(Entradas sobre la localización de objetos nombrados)
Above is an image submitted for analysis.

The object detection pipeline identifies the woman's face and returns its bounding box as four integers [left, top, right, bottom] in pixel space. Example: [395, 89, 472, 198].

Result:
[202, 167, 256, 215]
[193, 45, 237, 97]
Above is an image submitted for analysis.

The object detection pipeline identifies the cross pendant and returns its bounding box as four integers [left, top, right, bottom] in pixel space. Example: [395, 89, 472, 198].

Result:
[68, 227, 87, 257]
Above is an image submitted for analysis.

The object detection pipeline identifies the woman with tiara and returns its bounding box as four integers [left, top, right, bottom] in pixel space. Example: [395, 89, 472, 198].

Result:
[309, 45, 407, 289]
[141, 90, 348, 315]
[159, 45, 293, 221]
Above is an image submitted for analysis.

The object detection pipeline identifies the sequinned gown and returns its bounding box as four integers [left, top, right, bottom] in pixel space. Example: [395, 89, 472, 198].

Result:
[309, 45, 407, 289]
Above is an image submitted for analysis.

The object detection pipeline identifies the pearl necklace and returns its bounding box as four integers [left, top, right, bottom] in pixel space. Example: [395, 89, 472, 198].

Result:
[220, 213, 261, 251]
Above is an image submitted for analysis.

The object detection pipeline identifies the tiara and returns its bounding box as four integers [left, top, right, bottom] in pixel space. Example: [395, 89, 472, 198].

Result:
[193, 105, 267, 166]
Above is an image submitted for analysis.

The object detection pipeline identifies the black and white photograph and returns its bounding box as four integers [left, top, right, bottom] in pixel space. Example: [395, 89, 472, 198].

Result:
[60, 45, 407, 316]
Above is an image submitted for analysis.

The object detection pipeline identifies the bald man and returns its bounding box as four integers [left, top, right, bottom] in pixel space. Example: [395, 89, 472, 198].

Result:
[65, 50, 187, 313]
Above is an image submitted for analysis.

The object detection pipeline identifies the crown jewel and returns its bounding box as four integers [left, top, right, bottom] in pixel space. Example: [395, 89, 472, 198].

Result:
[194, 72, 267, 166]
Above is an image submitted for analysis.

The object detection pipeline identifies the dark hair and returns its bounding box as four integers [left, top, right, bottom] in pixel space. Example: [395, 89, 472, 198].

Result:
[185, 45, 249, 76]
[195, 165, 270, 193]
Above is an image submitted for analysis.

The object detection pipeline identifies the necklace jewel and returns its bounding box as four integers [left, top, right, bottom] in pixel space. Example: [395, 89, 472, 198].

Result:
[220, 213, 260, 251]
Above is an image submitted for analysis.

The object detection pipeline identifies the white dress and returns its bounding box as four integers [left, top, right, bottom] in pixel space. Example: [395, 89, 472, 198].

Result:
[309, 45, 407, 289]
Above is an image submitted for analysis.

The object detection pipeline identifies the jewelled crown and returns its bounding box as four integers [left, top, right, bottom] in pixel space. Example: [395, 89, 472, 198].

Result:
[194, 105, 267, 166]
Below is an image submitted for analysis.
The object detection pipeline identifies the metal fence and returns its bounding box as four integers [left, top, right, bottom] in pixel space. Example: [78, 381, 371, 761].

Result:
...
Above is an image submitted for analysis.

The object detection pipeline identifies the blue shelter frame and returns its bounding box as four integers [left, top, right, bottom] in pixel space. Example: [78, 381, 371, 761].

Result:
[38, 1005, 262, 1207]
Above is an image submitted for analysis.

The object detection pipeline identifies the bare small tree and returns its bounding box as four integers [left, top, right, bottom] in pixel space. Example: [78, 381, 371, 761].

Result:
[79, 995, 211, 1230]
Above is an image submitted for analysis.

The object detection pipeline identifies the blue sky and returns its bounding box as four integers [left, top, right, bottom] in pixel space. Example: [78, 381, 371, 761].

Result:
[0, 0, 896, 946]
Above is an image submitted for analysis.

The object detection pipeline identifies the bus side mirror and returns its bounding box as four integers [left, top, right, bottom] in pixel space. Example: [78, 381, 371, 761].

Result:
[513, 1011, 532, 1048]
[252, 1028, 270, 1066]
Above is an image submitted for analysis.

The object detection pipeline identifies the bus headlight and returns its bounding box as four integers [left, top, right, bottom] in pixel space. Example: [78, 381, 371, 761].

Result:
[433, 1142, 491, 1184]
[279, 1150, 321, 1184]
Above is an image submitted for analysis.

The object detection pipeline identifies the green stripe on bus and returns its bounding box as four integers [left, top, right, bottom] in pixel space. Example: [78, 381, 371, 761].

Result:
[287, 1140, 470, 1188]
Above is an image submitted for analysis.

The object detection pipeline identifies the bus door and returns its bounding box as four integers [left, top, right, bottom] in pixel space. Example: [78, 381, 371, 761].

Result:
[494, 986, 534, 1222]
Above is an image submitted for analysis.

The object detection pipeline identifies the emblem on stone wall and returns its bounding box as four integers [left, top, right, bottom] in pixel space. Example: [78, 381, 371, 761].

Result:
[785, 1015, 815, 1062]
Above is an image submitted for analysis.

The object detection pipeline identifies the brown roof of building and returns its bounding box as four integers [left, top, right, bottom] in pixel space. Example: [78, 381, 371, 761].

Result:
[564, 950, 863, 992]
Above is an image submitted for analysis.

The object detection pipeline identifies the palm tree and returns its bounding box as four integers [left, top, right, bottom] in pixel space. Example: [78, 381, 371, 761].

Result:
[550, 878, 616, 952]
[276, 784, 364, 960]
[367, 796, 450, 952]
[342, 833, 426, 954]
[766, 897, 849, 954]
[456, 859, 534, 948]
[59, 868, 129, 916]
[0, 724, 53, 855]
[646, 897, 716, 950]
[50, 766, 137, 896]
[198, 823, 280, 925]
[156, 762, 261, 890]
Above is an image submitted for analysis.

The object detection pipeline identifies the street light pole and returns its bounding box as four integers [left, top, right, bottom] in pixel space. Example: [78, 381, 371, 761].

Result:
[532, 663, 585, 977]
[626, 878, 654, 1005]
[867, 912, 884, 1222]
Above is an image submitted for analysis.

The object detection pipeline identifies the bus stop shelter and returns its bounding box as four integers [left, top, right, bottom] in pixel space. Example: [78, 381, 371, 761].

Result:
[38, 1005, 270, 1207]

# Qué se pide
Muestra cada línea de las entradas anteriores que contenga la palabra "woman", distinguiendo entre mayúsculas y minúsculas.

# Respuesta completa
The object detection pipeline identifies the woman's face and returns its bounding box as four integers [left, top, right, bottom] in pixel space. Example: [395, 89, 472, 198].
The object detection pipeline identifies the woman with tiara and returns its bounding box as four integers [left, top, right, bottom] in pixel space. Example: [395, 89, 472, 198].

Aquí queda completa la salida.